# What this task involves
From the first entry to the last, copy each one exactly.

┌──

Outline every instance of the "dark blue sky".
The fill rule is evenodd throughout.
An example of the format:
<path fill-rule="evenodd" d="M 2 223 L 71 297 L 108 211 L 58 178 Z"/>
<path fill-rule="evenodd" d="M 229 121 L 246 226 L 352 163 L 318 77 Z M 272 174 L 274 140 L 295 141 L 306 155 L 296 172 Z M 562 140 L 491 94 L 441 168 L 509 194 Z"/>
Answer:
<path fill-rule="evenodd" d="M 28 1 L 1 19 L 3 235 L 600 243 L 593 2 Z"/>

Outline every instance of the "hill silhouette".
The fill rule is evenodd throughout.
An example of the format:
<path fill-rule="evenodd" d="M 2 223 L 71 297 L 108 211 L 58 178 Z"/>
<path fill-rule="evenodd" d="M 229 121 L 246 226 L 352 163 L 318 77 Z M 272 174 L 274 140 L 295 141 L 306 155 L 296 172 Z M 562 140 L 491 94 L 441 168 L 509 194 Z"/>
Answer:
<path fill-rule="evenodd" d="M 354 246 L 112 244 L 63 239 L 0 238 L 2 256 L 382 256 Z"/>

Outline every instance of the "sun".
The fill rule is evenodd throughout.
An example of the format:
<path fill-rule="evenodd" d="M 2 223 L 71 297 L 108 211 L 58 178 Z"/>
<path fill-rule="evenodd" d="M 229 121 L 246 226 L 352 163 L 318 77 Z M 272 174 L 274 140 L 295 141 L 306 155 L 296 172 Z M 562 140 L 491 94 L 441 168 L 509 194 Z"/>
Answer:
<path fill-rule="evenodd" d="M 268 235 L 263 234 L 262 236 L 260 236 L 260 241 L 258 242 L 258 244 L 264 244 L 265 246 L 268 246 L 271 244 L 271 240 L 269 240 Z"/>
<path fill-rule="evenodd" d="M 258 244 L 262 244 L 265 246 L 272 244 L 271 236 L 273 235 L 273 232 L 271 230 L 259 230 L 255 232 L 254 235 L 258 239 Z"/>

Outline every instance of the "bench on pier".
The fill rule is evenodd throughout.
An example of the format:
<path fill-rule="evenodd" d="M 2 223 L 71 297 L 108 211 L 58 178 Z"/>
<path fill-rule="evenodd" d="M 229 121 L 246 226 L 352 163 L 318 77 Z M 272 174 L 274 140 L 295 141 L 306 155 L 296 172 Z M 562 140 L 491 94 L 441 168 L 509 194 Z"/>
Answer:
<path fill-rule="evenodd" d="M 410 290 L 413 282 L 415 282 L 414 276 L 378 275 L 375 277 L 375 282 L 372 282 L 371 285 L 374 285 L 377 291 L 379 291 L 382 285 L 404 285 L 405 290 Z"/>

└──

# Output below
Outline every instance of the "dark blue sky".
The fill rule is evenodd throughout.
An example of the format:
<path fill-rule="evenodd" d="M 2 223 L 71 297 L 108 211 L 58 178 Z"/>
<path fill-rule="evenodd" d="M 229 121 L 246 226 L 352 163 L 318 77 Z M 272 174 L 274 140 L 295 141 L 306 155 L 296 172 Z M 562 140 L 491 94 L 441 168 L 509 194 Z"/>
Answer:
<path fill-rule="evenodd" d="M 28 1 L 1 19 L 3 235 L 600 243 L 593 2 Z"/>

Outline every instance of the "hill silhouette".
The fill rule is evenodd throughout.
An example of the format:
<path fill-rule="evenodd" d="M 2 223 L 71 297 L 108 211 L 58 178 Z"/>
<path fill-rule="evenodd" d="M 229 121 L 246 226 L 352 163 L 318 77 Z M 272 174 L 274 140 L 295 141 L 306 155 L 296 172 Z M 562 140 L 491 94 L 441 168 L 509 194 Z"/>
Answer:
<path fill-rule="evenodd" d="M 354 246 L 112 244 L 63 239 L 0 238 L 2 256 L 382 256 Z"/>

Outline every instance of the "sun".
The fill rule is evenodd throughout.
An example of the format:
<path fill-rule="evenodd" d="M 2 223 L 71 297 L 108 211 L 58 178 Z"/>
<path fill-rule="evenodd" d="M 229 121 L 246 226 L 352 163 L 318 77 Z M 272 174 L 274 140 L 295 141 L 306 155 L 296 172 Z M 562 140 L 491 94 L 441 168 L 509 194 Z"/>
Answer:
<path fill-rule="evenodd" d="M 268 235 L 263 234 L 262 236 L 260 236 L 260 241 L 258 242 L 258 244 L 264 244 L 265 246 L 268 246 L 271 244 L 271 240 L 269 240 Z"/>
<path fill-rule="evenodd" d="M 258 244 L 262 244 L 265 246 L 272 244 L 271 236 L 273 235 L 273 232 L 271 230 L 259 230 L 255 232 L 254 235 L 258 239 Z"/>

Outline every instance of the "bench on pier".
The fill rule is evenodd throughout.
An example of the format:
<path fill-rule="evenodd" d="M 2 223 L 71 297 L 108 211 L 58 178 Z"/>
<path fill-rule="evenodd" d="M 229 121 L 246 226 L 352 163 L 318 77 Z M 272 174 L 274 140 L 295 141 L 306 155 L 296 172 Z M 562 140 L 491 94 L 441 168 L 509 194 Z"/>
Answer:
<path fill-rule="evenodd" d="M 410 290 L 413 282 L 415 282 L 414 276 L 378 275 L 375 277 L 375 282 L 372 282 L 371 285 L 374 285 L 377 291 L 379 291 L 382 285 L 404 285 L 405 290 Z"/>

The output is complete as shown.